Entries from a pointing dataset
_ _ _ _

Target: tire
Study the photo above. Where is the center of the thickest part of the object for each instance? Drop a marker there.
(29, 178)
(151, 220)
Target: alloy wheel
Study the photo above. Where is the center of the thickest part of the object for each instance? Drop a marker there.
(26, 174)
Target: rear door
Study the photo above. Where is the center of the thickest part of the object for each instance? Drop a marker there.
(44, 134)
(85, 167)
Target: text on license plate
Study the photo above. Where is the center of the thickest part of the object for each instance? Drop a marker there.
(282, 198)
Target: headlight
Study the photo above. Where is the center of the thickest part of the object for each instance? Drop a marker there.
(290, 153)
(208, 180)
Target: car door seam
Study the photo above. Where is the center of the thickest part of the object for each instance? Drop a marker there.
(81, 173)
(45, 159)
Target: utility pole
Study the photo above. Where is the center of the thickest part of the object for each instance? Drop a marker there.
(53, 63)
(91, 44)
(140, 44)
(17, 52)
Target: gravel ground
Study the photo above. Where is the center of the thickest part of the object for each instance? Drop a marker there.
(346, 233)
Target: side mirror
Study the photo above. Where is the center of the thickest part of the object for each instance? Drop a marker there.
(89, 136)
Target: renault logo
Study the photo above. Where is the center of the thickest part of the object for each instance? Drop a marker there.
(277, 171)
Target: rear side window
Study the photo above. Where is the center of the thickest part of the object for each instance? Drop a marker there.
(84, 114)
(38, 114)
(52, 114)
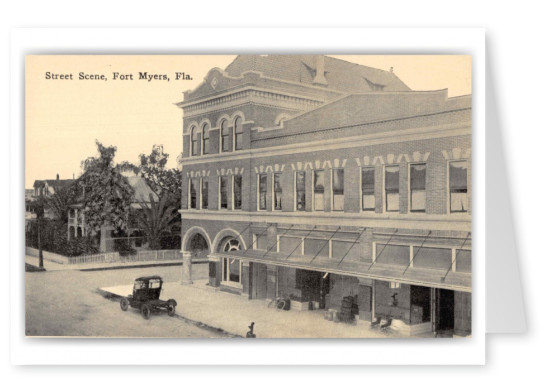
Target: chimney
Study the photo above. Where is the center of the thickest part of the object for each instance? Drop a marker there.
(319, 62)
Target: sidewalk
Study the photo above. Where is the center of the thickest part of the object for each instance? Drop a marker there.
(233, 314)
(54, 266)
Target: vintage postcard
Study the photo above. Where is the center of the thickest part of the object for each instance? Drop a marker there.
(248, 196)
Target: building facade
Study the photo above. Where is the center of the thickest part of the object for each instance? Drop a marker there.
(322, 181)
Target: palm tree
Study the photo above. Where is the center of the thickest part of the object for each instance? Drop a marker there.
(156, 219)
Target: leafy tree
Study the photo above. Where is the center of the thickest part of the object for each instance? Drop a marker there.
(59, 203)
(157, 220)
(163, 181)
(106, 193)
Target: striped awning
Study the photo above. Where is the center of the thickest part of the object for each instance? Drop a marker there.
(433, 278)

_ _ _ _

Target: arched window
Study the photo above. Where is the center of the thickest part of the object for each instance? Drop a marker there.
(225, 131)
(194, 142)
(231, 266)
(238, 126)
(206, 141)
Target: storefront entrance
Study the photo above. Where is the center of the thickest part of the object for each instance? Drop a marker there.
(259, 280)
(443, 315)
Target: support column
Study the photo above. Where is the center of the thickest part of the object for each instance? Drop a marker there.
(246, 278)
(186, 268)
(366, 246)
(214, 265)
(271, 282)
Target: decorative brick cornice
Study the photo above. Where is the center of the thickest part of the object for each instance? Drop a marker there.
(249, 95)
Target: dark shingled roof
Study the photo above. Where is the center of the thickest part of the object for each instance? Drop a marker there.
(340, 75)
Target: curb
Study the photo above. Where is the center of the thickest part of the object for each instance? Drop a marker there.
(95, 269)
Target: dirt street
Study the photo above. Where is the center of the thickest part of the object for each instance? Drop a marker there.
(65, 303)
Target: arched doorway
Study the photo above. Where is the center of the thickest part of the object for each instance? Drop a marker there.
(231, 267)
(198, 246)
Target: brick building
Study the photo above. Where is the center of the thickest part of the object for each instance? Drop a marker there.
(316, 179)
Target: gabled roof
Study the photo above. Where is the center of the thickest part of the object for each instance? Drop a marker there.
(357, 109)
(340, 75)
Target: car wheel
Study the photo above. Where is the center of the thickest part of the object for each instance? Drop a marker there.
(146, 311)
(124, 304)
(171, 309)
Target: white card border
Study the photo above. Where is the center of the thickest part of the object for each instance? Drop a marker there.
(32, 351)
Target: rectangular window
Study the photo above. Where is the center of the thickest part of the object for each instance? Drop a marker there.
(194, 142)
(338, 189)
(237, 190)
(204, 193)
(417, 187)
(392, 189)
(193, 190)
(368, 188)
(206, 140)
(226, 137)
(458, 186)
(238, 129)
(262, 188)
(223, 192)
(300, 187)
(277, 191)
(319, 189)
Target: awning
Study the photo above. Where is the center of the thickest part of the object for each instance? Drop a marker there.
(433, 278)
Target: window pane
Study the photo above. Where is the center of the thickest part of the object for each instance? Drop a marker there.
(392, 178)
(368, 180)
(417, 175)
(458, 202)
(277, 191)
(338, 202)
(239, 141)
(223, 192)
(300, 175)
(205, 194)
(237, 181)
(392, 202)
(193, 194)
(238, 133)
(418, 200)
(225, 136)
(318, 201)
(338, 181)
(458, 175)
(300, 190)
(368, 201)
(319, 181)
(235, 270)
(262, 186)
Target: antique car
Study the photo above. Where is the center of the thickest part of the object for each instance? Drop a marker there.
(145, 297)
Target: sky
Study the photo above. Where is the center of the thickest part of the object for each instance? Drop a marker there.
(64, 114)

_ _ _ _

- [WHAT THE TASK REQUIRES]: Count the lines in the listing above that contain the string "roof", treating uppercase and lowercase as different. Reply with the number alone.

- [RESULT OF THIS EXERCISE]: 2